____ Source records

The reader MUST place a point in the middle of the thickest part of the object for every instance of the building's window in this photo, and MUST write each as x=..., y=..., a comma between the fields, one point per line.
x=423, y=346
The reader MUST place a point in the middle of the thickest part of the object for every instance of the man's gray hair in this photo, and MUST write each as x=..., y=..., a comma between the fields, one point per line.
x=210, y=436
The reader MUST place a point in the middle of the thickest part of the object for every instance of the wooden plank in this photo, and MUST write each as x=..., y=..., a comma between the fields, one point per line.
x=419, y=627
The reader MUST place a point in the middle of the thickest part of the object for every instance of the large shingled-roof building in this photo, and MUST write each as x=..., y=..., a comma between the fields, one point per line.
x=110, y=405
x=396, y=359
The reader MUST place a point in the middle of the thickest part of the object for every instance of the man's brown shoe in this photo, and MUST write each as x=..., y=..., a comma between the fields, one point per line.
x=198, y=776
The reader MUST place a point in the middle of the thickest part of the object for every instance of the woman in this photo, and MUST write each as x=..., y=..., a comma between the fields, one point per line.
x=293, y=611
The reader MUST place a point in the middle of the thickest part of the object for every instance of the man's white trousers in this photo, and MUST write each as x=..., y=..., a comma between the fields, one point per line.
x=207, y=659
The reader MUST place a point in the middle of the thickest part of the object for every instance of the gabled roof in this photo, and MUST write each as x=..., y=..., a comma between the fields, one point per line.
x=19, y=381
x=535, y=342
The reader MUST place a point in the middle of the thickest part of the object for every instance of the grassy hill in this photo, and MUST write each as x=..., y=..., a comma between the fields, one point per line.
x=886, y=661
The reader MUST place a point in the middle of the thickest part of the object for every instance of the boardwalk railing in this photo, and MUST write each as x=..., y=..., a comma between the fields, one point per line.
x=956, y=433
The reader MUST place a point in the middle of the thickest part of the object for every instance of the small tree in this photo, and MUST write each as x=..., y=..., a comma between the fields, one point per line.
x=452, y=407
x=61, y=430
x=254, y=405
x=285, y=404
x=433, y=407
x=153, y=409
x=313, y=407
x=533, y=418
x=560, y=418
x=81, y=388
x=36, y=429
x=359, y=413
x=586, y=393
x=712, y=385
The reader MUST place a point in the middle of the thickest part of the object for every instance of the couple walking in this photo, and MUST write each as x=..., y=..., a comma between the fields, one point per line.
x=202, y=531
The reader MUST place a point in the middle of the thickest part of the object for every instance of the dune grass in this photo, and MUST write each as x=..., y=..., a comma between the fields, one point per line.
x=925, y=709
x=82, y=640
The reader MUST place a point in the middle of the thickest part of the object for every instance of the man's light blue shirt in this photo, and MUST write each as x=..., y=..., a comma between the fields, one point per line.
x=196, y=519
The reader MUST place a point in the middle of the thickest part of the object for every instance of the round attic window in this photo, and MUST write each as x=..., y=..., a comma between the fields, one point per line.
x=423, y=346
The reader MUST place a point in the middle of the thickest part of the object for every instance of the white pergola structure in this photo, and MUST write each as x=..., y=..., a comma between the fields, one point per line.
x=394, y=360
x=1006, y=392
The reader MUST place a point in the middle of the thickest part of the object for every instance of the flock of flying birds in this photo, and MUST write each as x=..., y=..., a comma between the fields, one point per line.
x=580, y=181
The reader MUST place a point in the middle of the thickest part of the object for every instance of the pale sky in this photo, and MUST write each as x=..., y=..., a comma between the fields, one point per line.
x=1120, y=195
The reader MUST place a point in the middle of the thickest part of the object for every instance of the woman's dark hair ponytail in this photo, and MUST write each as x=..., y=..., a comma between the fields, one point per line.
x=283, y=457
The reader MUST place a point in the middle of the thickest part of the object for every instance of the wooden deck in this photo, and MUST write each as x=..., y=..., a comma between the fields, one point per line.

________

Retype the records above in full, exactly.

● **Answer to this task**
The reader MUST place a point in the middle of the thickest part of the object for every instance of the building's window in this photo, and MUST write each as x=..., y=..., a comma between the fields, one point per line.
x=423, y=346
The reader MUST place a point in the middle of the thickest part of the object for every instance of the man's gray hair in this photo, and MUST write each as x=..., y=..., a comma between the fields, one point per line.
x=210, y=436
The reader MUST place a point in the middle of the thickest part of the object for every instance of the wooden plank in this photo, and MUST write each as x=..., y=..., a comma between the fields, one point per line.
x=419, y=627
The reader MUST place a point in the middle of the thickest part of the object for every instance of the large shingled-roof building in this photo, and MUST write each as x=..., y=..., a comma between the fields, one point per line.
x=110, y=405
x=396, y=359
The reader MUST place a point in the middle of the thickest part of the object for every instance of the man's brown shoe in this photo, and MUST write each as x=..., y=..., a comma between the fields, one point per line.
x=198, y=776
The reader MUST place a point in the middle of the thickest part of the object for every instance of the woman in this photo, and MUST write each as x=..., y=..., a comma between the fields, one point per line.
x=293, y=611
The reader MUST place a point in the middle of the thickest part of the object for every instance of the man's white trousers in this photo, and MUST write each as x=..., y=..., a comma between the fields, one point per line.
x=207, y=659
The reader MUST place a point in the middle of the thickest part of the object for every instance of the gabled roof in this photo, and MUST write each as x=..., y=..., a comma between the fields, one point per line.
x=19, y=381
x=535, y=342
The reader MUST place a point in the middle of the thickest part of the object for every instance of the grassy hill in this photo, and MUST write each as x=..., y=..., a comma between the fields, one point per line.
x=886, y=661
The reader MUST place a point in the middle of the thickest part of the object for every instance of the boardwalk railing in this photo, and MUST write each as x=..., y=..., a comma between the fields, one point per line.
x=956, y=433
The reader MUST place a point in the middle of the thickest part of the object for every instance of the small tree in this photo, and MUST write each as x=..., y=..., a comma between the fields, one point per line.
x=452, y=407
x=61, y=430
x=254, y=405
x=285, y=404
x=433, y=407
x=153, y=409
x=313, y=407
x=533, y=418
x=560, y=418
x=81, y=388
x=36, y=429
x=359, y=413
x=586, y=393
x=712, y=385
The reader MUST place a point in the middle of the thickest part of the object for every instance of the couple walking in this photo, and MUST write each as x=..., y=..., a comma between the fields, one point per line.
x=202, y=531
The reader MUST place a point in the middle of the thickest part of the object for every instance of the dune grass in this photo, and MUST write each as x=..., y=..., a comma between the fields, one point per line.
x=925, y=709
x=82, y=640
The reader MUST place a point in the middle of the thickest part of the object for every instance of the man's light blue shirt in this photo, and MUST write each as x=..., y=..., a comma between the fields, one point per line.
x=196, y=519
The reader MUST place a point in the middle of the thickest part of the object for every instance of the round attic window in this photo, and MUST write each as x=..., y=..., a comma between the fields, one point per line.
x=423, y=346
The reader MUST place a point in the middle of the thickest part of the object for every instance of the white pergola structure in this photo, and MUST write each as x=..., y=..., a comma between the fields, one point per line.
x=394, y=360
x=1006, y=392
The reader MUST place a point in the middle of the thickest part of the object for every instance of the flock of flying birds in this photo, and MUST write each as x=..., y=..., a comma between the fields, one point per line.
x=580, y=181
The reader MUST place a point in the middle of the thickest part of the object for every instance of the pale sky in this photo, and MUST write each as x=..., y=..., a comma between the fields, one point per line.
x=1120, y=195
The reader MUST place a point in the middle of the thickest part of the object for every instance of the woman's dark hair ponytail in this photo, and MUST write each as x=..., y=..., a comma between the fields, one point per line.
x=283, y=457
The reader MUST place a point in the middle of the thickest part of the object for every instance of the wooden deck in this photo, and MUST write each as x=..., y=..., a comma between the fields, one point per line.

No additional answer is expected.